Turn every line of the items below into one numbered list, skipping any blank lines. Leave the pictures out.

** BEGIN Supplied data **

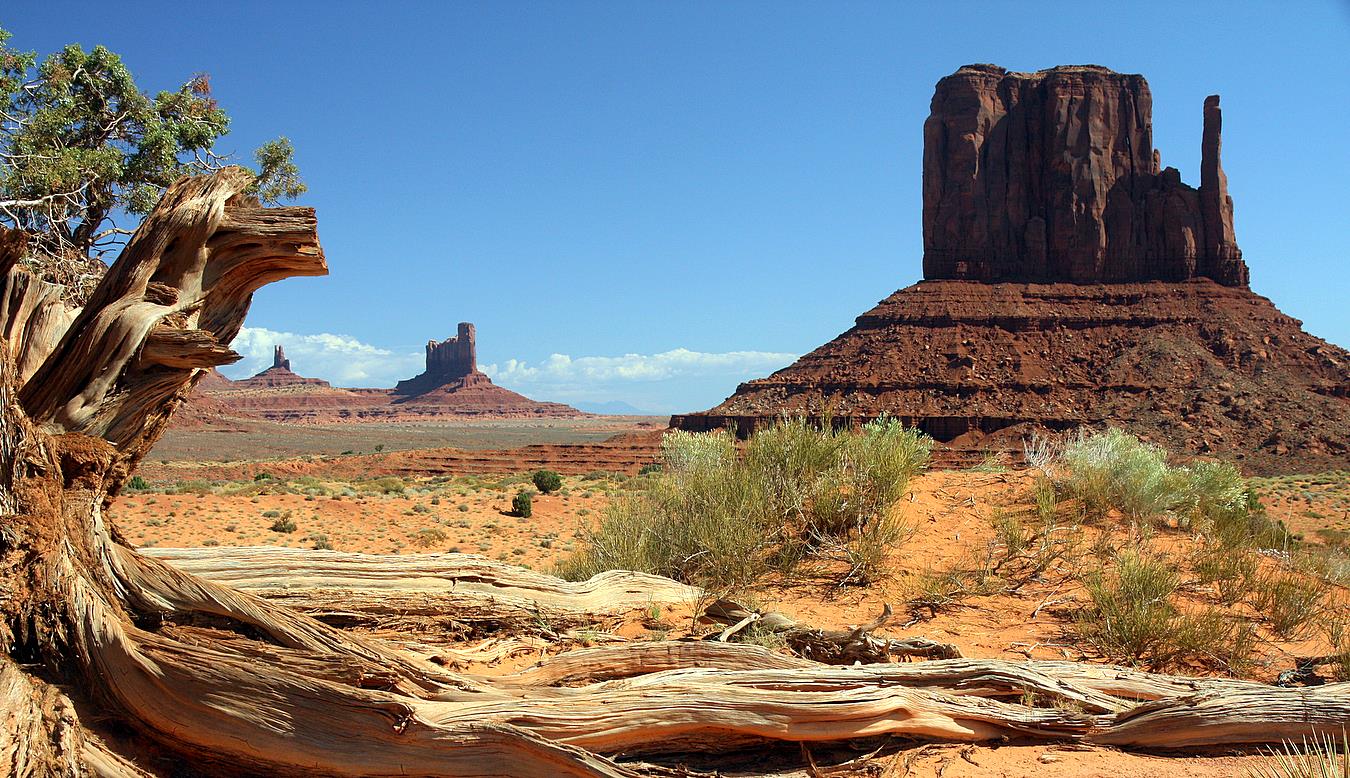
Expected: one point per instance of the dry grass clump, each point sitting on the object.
(1203, 578)
(722, 517)
(1325, 757)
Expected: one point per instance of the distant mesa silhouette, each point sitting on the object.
(450, 386)
(452, 361)
(278, 376)
(1069, 280)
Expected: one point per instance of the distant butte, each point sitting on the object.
(1069, 280)
(450, 386)
(278, 376)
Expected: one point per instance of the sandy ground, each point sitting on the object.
(949, 512)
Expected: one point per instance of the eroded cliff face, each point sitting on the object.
(1052, 176)
(452, 359)
(1071, 281)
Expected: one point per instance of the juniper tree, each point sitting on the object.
(84, 151)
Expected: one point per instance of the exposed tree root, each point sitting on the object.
(234, 682)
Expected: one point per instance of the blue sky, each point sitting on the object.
(654, 201)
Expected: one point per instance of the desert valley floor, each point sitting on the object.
(416, 496)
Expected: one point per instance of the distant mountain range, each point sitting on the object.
(613, 408)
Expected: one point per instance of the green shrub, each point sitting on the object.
(1133, 616)
(1115, 470)
(523, 504)
(386, 485)
(429, 536)
(547, 481)
(1288, 601)
(718, 517)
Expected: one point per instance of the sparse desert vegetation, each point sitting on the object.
(1067, 565)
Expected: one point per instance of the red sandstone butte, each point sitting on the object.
(276, 377)
(1069, 281)
(451, 386)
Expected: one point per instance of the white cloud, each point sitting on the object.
(340, 359)
(671, 381)
(674, 364)
(675, 380)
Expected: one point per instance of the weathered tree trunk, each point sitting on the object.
(235, 682)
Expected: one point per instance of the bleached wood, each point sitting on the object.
(228, 680)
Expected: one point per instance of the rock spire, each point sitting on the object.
(1052, 176)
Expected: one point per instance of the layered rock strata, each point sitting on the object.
(450, 386)
(1069, 281)
(277, 377)
(1052, 176)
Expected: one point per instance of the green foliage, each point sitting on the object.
(1115, 470)
(80, 145)
(523, 504)
(547, 481)
(720, 517)
(284, 524)
(1288, 601)
(1133, 616)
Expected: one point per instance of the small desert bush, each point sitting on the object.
(284, 524)
(429, 536)
(1231, 572)
(523, 504)
(386, 485)
(1115, 470)
(547, 481)
(721, 517)
(1133, 616)
(1288, 601)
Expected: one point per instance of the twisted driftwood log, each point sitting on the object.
(235, 684)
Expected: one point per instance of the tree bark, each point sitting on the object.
(235, 684)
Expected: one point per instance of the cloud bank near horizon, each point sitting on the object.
(670, 381)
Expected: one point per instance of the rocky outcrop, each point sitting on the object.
(1071, 282)
(1052, 176)
(278, 377)
(448, 361)
(451, 386)
(1195, 365)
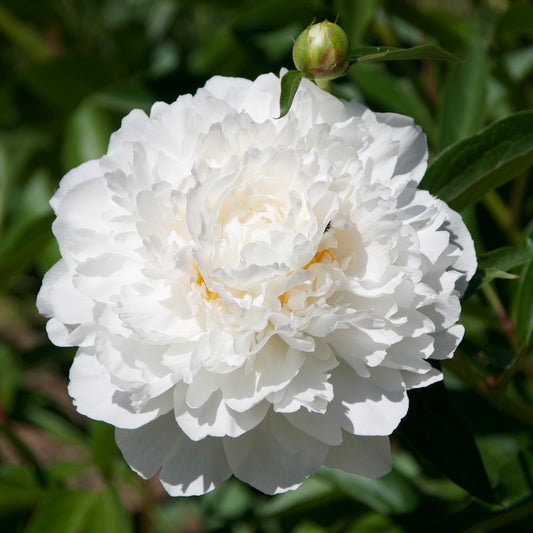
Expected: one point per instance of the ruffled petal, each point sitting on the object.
(188, 468)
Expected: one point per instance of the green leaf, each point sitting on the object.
(465, 171)
(356, 16)
(87, 135)
(61, 510)
(103, 446)
(494, 265)
(18, 489)
(9, 378)
(400, 96)
(436, 430)
(19, 250)
(391, 494)
(314, 491)
(108, 514)
(506, 257)
(69, 511)
(384, 53)
(462, 102)
(517, 20)
(289, 85)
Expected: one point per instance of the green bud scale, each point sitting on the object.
(322, 51)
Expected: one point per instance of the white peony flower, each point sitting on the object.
(254, 296)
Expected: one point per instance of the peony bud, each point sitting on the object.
(322, 51)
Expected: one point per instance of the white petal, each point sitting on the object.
(94, 395)
(189, 468)
(214, 418)
(326, 427)
(366, 456)
(275, 456)
(370, 406)
(415, 381)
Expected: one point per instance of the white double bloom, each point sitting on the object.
(251, 295)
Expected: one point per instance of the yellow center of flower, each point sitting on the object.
(209, 294)
(318, 258)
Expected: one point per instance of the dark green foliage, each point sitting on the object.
(72, 69)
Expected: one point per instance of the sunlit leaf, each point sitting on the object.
(465, 171)
(356, 16)
(506, 257)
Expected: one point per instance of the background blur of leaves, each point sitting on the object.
(70, 69)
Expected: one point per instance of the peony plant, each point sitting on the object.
(252, 295)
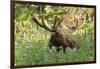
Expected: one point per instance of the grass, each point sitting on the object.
(39, 53)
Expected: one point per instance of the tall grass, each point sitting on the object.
(38, 52)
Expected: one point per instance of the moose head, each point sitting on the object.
(60, 38)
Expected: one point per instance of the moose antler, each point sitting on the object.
(41, 23)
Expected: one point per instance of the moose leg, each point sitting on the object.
(58, 49)
(50, 45)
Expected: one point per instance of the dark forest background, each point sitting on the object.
(31, 41)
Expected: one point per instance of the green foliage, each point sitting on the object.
(31, 41)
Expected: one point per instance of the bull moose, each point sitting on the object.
(60, 38)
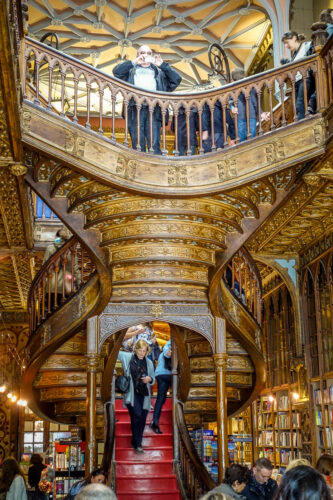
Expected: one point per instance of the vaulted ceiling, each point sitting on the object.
(103, 33)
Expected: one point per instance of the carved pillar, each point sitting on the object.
(220, 360)
(93, 359)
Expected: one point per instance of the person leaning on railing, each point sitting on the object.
(151, 73)
(299, 49)
(60, 238)
(240, 109)
(218, 127)
(326, 16)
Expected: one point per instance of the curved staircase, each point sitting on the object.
(148, 476)
(158, 242)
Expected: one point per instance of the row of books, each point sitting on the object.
(325, 396)
(290, 438)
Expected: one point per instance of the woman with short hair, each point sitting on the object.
(234, 482)
(302, 483)
(140, 370)
(13, 480)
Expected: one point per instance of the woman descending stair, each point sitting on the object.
(139, 374)
(148, 475)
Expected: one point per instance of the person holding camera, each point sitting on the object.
(140, 370)
(299, 49)
(163, 376)
(148, 72)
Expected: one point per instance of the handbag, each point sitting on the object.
(122, 383)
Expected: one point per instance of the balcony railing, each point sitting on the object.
(243, 279)
(60, 277)
(58, 79)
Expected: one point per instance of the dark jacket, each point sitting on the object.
(255, 491)
(167, 79)
(34, 473)
(227, 490)
(218, 120)
(74, 490)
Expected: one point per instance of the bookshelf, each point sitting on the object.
(323, 414)
(68, 465)
(240, 438)
(278, 427)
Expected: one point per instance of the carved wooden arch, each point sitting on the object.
(123, 321)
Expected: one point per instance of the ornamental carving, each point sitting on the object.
(177, 176)
(126, 169)
(227, 169)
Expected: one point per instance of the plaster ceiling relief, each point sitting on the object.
(103, 33)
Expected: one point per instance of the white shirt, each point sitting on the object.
(144, 78)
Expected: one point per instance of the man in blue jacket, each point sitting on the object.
(151, 73)
(240, 109)
(260, 485)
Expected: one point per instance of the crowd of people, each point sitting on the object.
(300, 481)
(149, 72)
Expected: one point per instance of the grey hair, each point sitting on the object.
(96, 491)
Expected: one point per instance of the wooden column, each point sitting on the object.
(93, 359)
(220, 360)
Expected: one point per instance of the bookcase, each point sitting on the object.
(68, 465)
(278, 427)
(323, 415)
(240, 438)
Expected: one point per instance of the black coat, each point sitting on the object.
(34, 473)
(167, 80)
(253, 492)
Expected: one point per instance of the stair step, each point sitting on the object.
(170, 495)
(123, 428)
(124, 440)
(167, 405)
(122, 415)
(151, 453)
(148, 483)
(131, 468)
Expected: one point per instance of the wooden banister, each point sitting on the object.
(96, 85)
(242, 277)
(60, 277)
(194, 475)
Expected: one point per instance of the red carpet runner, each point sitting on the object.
(148, 476)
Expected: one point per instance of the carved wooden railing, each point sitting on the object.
(243, 279)
(194, 474)
(103, 91)
(60, 277)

** END Supplied data **

= Full solution =
1. Expected: one point per instance of the dry grass clump, each point sitting on the object.
2. (1203, 578)
3. (722, 517)
4. (1325, 757)
5. Expected: one point per instance of the distant mesa silhouette, each point sitting on the object.
6. (450, 386)
7. (452, 361)
8. (278, 376)
9. (1069, 280)
10. Expected: one point per instance of the distant butte, each point sitting on the object.
11. (1069, 280)
12. (450, 386)
13. (278, 376)
14. Expected: one point per instance of the sandy ground, each point sitting on the object.
15. (949, 512)
16. Expected: one point per instance of the eroded cliff face, each point sitting on the object.
17. (1052, 176)
18. (452, 359)
19. (1071, 281)
20. Expected: one point per instance of the juniper tree, each point sitting on the object.
21. (84, 151)
22. Expected: one point per instance of the exposed tree root, each point sitting on the object.
23. (234, 682)
24. Expected: one point per instance of the blue sky, each point sitting on the object.
25. (654, 201)
26. Expected: one point per instance of the desert valley floor, each point sitting on the object.
27. (416, 496)
28. Expected: one point per instance of the distant mountain range, each point sitting on the object.
29. (613, 408)
30. Expected: one point per instance of the green shrub, each point sitting on the object.
31. (1133, 616)
32. (1115, 470)
33. (523, 504)
34. (386, 485)
35. (429, 536)
36. (547, 481)
37. (1288, 601)
38. (718, 517)
39. Expected: one point per instance of the sparse desert vegetation, each point sitting on the object.
40. (1067, 565)
41. Expected: one point per instance of the red sandstone butte, each point sitting on the object.
42. (276, 377)
43. (1069, 281)
44. (451, 386)
45. Expected: one point per instance of the white cloud, each point sitting on the object.
46. (340, 359)
47. (671, 381)
48. (674, 364)
49. (675, 380)
50. Expected: one point per instance of the weathered tree trunk, each point sitting on the object.
51. (235, 682)
52. Expected: one point per instance of the bleached wood, each point sitting on the object.
53. (228, 680)
54. Expected: one point per instance of the rock spire, each point sitting on the object.
55. (1052, 176)
56. Expected: one point per instance of the layered rock strata, each point sitting on the object.
57. (450, 386)
58. (1069, 281)
59. (277, 377)
60. (1052, 176)
61. Expected: one point per instance of the green foliage, each point sitting on the object.
62. (1115, 470)
63. (80, 145)
64. (523, 504)
65. (547, 481)
66. (720, 517)
67. (284, 524)
68. (1288, 601)
69. (1133, 616)
70. Expected: one point per instance of the small desert bush, each point sitting on the object.
71. (284, 524)
72. (429, 536)
73. (1231, 572)
74. (523, 504)
75. (386, 485)
76. (1115, 470)
77. (547, 481)
78. (721, 517)
79. (1133, 616)
80. (1288, 601)
81. Expected: one point per instance of the twisted driftwood log, each point sitting on the object.
82. (235, 684)
83. Expected: one point per instance of the tree bark, each point sitting on the object.
84. (235, 684)
85. Expected: one point per instance of the cloud bank near horizon, each point sitting on the object.
86. (670, 381)
87. Expected: one point per instance of the rocky outcrop, each point sitting on the object.
88. (1071, 282)
89. (1052, 176)
90. (278, 377)
91. (448, 361)
92. (451, 386)
93. (1195, 365)
94. Expected: one point per instance of the ruffled petal, each point sitting on the object.
95. (188, 468)
96. Expected: one point per instance of the green leaf, each point sitting on the object.
97. (465, 171)
98. (356, 16)
99. (87, 135)
100. (61, 510)
101. (103, 446)
102. (494, 265)
103. (18, 489)
104. (9, 378)
105. (400, 96)
106. (436, 430)
107. (19, 250)
108. (391, 494)
109. (314, 491)
110. (108, 514)
111. (506, 257)
112. (69, 511)
113. (384, 53)
114. (462, 102)
115. (517, 20)
116. (289, 85)
117. Expected: one point per instance of the green bud scale, each point sitting on the object.
118. (322, 51)
119. Expected: one point per instance of the white peony flower, each point sitting on the object.
120. (254, 296)
121. Expected: one point per instance of the peony bud, each point sitting on the object.
122. (322, 51)
123. Expected: one point per instance of the white petal, each point sitting on the object.
124. (94, 395)
125. (189, 468)
126. (214, 418)
127. (326, 427)
128. (366, 456)
129. (275, 456)
130. (370, 406)
131. (415, 381)
132. Expected: one point per instance of the white double bloom, each point sitting on the object.
133. (251, 295)
134. Expected: one point per instance of the yellow center of flower, each point sitting on the object.
135. (209, 294)
136. (318, 258)
137. Expected: one point per instance of the dark green foliage, each point sitting on the object.
138. (72, 69)
139. Expected: one point per instance of the sunlit leaf, each point sitting on the object.
140. (465, 171)
141. (356, 16)
142. (506, 257)
143. Expected: one point per instance of the background blur of leaves, each point sitting on the object.
144. (70, 69)
145. Expected: one point per instance of the peony plant, each point sitting on the object.
146. (252, 295)
147. Expected: one point per instance of the grass, each point sitting on the object.
148. (39, 53)
149. Expected: one point per instance of the tall grass, each point sitting on the object.
150. (38, 52)
151. Expected: one point per instance of the moose head, each point sitting on the object.
152. (60, 38)
153. Expected: one point per instance of the moose antler, each point sitting on the object.
154. (41, 23)
155. Expected: one point per instance of the moose leg, each point sitting on the object.
156. (58, 49)
157. (50, 45)
158. Expected: one point per instance of the dark forest background, each point sitting on the object.
159. (31, 41)
160. Expected: one point per instance of the green foliage, each point sitting on the object.
161. (31, 41)
162. Expected: one point per instance of the bull moose, each point sitting on the object.
163. (60, 38)
164. Expected: one point per instance of the vaulted ceiling, each point sitting on the object.
165. (103, 33)
166. Expected: one point per instance of the carved pillar, each point sitting on the object.
167. (220, 360)
168. (93, 359)
169. Expected: one point per instance of the person leaning on railing, each point sitting on the object.
170. (151, 73)
171. (299, 49)
172. (60, 238)
173. (240, 109)
174. (218, 127)
175. (326, 16)
176. Expected: one point per instance of the curved staircase, each point sitting on the object.
177. (148, 476)
178. (158, 242)
179. Expected: one point per instance of the row of books, each point sitting on the object.
180. (325, 396)
181. (290, 438)
182. Expected: one point per instance of the woman with short hair, each point sitting on the object.
183. (234, 482)
184. (302, 483)
185. (140, 370)
186. (13, 480)
187. Expected: one point per instance of the woman descending stair, each point sitting on the object.
188. (139, 374)
189. (148, 475)
190. Expected: one point per instance of the person holding camera, each point sitting on the object.
191. (140, 370)
192. (299, 49)
193. (163, 376)
194. (148, 72)
195. Expected: one point per instance of the handbag, each point sitting on the object.
196. (122, 383)
197. Expected: one point per instance of the balcony railing, each point sitting on the object.
198. (243, 279)
199. (60, 277)
200. (58, 79)
201. Expected: one point per instance of the dark jacket, each point sitting on the object.
202. (255, 491)
203. (167, 79)
204. (34, 473)
205. (227, 490)
206. (218, 120)
207. (74, 490)
208. Expected: one point per instance of the bookshelf, each point sitting on the object.
209. (323, 414)
210. (68, 465)
211. (240, 438)
212. (278, 427)
213. Expected: one point per instance of the carved wooden arch, each point sitting on the object.
214. (123, 321)
215. Expected: one point per instance of the ornamental carving, each point sitting on the object.
216. (177, 176)
217. (126, 169)
218. (227, 169)
219. Expected: one point per instance of the plaster ceiling relief, each point sitting on the object.
220. (103, 33)
221. Expected: one point per instance of the white shirt, each point sitting on the object.
222. (144, 78)
223. Expected: one point per instance of the man in blue jacket, each point sitting on the object.
224. (151, 73)
225. (240, 109)
226. (260, 485)
227. Expected: one point per instance of the crowd of people, each point sitting on the object.
228. (300, 481)
229. (149, 72)
230. Expected: one point per instance of the grey hair, each point sitting on the object.
231. (96, 491)
232. Expected: one point per instance of the wooden column, each point sitting on the object.
233. (93, 359)
234. (220, 360)
235. Expected: one point per instance of the bookcase, each point sitting on the object.
236. (68, 465)
237. (278, 427)
238. (323, 415)
239. (240, 438)
240. Expected: one point per instance of the black coat, each point sitting on the object.
241. (34, 473)
242. (167, 80)
243. (253, 492)
244. Expected: one point per instance of the stair step, each point sitting on the object.
245. (170, 495)
246. (123, 428)
247. (124, 440)
248. (167, 405)
249. (122, 415)
250. (151, 453)
251. (148, 483)
252. (131, 468)
253. Expected: one point per instance of the wooden banister, each point sitting on the object.
254. (96, 85)
255. (242, 277)
256. (60, 277)
257. (194, 475)
258. Expected: one point per instance of the red carpet runner, each point sitting on the object.
259. (148, 476)
260. Expected: one point per instance of the carved wooden railing, each point sitting on the object.
261. (243, 279)
262. (194, 474)
263. (103, 91)
264. (60, 277)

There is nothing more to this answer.